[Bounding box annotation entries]
==============================
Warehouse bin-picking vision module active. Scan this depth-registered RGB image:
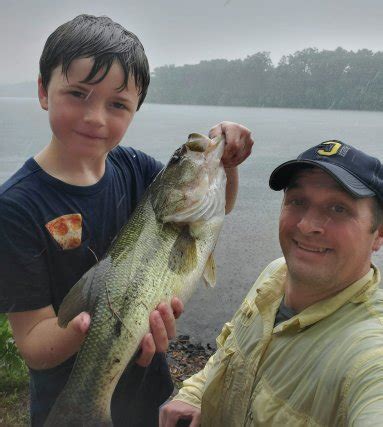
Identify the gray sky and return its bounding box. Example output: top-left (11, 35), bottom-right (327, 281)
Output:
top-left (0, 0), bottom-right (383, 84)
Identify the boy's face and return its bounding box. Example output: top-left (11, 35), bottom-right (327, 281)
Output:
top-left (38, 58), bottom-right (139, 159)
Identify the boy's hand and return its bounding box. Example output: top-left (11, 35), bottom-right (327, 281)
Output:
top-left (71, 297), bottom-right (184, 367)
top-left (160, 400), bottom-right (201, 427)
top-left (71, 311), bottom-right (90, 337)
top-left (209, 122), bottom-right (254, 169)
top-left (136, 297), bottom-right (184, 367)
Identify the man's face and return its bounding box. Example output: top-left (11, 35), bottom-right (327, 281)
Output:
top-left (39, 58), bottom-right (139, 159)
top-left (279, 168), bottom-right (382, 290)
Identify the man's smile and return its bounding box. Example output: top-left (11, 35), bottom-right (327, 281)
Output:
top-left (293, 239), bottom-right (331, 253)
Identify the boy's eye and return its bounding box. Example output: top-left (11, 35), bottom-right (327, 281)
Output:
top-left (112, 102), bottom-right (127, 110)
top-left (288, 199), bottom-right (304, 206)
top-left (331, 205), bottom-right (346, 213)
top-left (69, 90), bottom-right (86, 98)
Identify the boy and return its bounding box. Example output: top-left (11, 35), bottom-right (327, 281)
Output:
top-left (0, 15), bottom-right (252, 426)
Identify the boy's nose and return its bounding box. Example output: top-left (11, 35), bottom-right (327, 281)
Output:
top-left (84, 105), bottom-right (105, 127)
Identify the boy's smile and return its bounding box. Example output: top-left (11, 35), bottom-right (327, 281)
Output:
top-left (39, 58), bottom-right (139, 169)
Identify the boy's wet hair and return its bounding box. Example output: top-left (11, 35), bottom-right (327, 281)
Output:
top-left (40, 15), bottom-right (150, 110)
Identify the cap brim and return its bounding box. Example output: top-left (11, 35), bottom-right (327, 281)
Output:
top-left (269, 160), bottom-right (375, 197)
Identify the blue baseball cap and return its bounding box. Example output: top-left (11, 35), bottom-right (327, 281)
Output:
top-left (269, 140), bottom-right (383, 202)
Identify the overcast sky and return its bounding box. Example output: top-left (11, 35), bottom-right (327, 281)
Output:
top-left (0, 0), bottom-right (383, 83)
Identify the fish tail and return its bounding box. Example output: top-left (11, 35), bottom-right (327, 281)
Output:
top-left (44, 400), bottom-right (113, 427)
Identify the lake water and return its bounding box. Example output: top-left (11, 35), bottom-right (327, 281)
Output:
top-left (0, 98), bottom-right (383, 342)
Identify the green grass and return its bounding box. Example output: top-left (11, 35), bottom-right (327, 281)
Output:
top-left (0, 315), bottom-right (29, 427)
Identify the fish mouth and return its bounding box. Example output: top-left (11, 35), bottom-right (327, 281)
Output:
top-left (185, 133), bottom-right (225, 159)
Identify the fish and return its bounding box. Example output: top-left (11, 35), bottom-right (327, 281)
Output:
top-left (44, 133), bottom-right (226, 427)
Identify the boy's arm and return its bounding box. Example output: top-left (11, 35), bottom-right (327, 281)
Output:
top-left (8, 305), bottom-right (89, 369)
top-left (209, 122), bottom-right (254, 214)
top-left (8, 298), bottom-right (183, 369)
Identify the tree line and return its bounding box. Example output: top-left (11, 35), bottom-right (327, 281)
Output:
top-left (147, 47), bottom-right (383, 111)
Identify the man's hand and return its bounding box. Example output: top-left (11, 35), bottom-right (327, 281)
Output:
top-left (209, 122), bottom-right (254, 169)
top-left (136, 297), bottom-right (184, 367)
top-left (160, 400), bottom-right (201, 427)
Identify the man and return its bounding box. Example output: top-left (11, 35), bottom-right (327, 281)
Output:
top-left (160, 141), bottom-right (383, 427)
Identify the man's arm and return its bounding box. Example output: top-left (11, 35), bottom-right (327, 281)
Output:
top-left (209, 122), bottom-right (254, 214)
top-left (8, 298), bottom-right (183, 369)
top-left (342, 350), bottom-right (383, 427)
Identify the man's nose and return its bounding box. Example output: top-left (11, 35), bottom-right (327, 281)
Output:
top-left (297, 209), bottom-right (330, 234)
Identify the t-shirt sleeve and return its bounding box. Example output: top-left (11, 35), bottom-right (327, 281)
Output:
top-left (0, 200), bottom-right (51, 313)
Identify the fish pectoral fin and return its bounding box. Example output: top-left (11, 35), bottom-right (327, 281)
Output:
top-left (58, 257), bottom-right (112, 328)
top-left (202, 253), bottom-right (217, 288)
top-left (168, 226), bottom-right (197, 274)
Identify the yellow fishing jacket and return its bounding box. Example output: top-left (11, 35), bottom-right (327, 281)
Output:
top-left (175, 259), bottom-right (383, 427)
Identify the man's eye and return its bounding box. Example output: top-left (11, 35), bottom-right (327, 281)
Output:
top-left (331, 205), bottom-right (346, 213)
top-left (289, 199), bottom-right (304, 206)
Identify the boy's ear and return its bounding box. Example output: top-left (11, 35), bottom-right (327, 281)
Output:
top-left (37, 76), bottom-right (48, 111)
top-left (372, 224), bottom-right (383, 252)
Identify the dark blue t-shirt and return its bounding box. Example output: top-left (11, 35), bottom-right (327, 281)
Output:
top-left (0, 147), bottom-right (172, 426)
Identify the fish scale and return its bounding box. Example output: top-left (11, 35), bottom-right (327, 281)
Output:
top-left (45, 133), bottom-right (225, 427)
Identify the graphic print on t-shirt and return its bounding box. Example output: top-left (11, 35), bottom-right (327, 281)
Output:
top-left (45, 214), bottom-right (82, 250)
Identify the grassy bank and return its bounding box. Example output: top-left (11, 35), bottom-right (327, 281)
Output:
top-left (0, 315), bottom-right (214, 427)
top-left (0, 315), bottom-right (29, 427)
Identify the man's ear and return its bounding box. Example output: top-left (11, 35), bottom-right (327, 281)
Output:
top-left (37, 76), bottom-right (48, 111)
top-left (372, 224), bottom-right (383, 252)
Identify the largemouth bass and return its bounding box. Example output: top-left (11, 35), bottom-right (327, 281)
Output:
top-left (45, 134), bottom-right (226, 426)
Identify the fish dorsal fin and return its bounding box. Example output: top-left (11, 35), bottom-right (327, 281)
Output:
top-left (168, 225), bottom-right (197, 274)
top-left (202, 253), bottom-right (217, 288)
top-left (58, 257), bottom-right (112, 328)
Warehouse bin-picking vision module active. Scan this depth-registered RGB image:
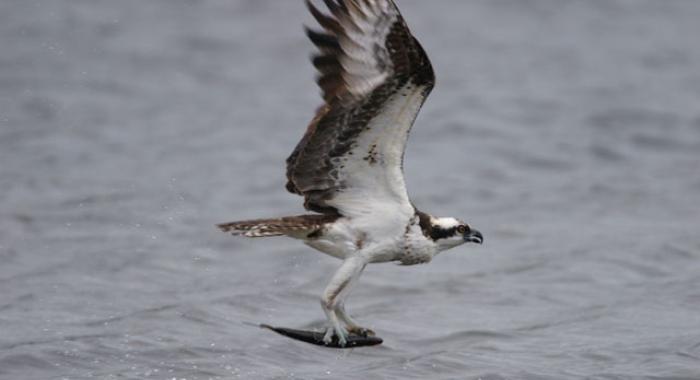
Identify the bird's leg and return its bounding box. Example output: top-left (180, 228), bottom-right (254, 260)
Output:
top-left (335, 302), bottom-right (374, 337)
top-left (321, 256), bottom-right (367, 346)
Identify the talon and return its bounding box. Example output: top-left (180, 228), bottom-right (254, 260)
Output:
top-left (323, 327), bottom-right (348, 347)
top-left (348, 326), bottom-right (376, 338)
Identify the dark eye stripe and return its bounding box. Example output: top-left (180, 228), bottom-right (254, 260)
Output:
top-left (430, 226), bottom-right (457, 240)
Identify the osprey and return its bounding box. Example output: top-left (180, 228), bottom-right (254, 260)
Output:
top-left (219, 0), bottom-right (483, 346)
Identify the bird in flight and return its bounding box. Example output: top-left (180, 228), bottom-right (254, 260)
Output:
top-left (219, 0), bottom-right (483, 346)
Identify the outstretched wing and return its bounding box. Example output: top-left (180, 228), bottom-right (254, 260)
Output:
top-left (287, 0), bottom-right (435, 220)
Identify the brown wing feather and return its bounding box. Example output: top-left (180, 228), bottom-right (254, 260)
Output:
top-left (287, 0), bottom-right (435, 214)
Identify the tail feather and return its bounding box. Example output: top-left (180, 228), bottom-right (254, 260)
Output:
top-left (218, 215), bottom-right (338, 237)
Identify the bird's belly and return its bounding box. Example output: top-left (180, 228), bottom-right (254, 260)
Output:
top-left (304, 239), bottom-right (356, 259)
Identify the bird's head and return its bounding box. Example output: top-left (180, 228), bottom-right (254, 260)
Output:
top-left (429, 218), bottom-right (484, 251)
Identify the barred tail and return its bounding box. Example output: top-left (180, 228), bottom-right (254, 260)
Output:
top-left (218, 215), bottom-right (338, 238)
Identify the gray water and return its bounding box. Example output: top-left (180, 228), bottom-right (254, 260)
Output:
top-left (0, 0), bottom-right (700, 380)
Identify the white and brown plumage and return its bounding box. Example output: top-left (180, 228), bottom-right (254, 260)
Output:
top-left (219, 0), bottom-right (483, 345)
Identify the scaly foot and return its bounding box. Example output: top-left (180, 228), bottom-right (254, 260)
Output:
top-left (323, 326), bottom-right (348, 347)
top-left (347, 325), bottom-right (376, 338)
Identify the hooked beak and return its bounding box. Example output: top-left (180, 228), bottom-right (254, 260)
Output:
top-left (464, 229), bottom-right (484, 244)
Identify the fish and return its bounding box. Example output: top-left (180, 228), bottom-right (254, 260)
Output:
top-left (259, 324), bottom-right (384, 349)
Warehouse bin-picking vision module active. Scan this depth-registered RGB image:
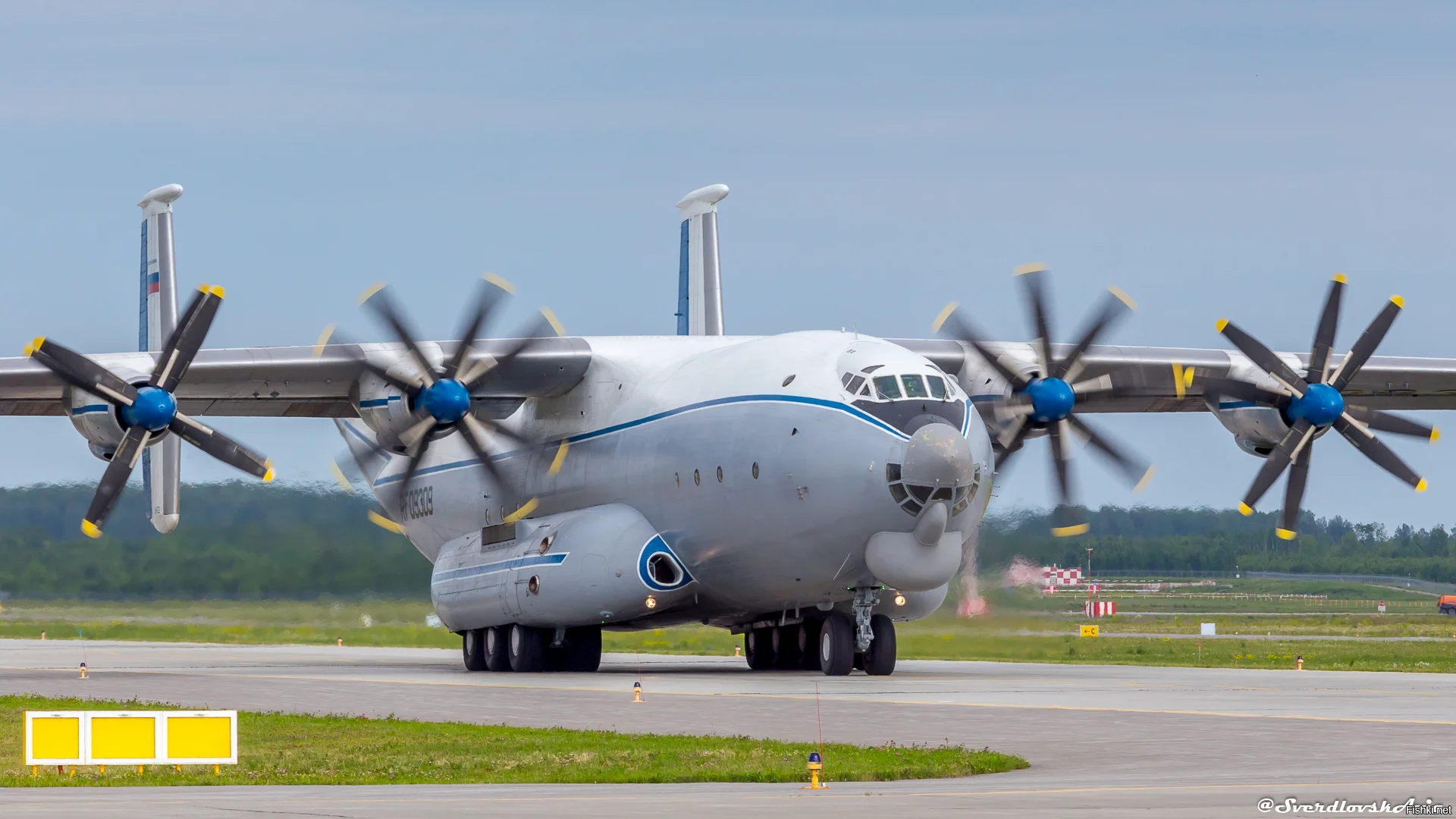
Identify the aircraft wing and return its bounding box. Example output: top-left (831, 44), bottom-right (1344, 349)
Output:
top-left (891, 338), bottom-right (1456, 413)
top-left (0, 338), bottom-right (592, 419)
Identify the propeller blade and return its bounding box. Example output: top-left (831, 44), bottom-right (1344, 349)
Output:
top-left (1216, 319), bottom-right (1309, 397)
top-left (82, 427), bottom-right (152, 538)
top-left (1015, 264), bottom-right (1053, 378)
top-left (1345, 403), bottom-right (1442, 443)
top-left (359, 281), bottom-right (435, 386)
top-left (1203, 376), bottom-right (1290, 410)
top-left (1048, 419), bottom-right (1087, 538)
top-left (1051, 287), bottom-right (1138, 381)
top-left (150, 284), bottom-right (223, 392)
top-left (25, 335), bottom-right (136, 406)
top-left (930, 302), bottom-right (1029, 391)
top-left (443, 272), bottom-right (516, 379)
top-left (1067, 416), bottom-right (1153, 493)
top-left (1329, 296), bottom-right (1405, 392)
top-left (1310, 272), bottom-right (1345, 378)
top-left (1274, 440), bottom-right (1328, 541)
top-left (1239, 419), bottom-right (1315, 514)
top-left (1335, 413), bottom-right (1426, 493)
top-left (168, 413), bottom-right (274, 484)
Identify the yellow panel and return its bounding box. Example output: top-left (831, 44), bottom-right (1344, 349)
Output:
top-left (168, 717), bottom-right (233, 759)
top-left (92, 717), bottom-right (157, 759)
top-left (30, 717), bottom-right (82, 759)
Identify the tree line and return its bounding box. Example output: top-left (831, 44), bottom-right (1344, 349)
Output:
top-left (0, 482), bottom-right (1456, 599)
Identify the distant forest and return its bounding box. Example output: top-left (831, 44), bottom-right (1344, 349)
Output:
==============================
:: Task to carry out ::
Reproduce only the data from the line with "Identify the fish mouth" up to and including the line with "top-left (147, 47), bottom-right (383, 111)", switching "fish" to "trout" wherever it occurs and leaving all else unchanged.

:: Output ::
Identify the trout mouth and return its bounding box. Example output: top-left (11, 35), bottom-right (327, 281)
Output:
top-left (185, 133), bottom-right (225, 159)
Identify the trout and return its bounding box. Example output: top-left (11, 35), bottom-right (327, 281)
Output:
top-left (44, 133), bottom-right (226, 427)
Identify the boy's arm and return its bounding box. Example output: top-left (11, 35), bottom-right (327, 281)
Output:
top-left (8, 305), bottom-right (89, 369)
top-left (209, 122), bottom-right (254, 214)
top-left (8, 298), bottom-right (183, 369)
Identify the tree line and return its bounding box. Example output: top-left (11, 35), bottom-right (327, 281)
Output:
top-left (147, 47), bottom-right (383, 111)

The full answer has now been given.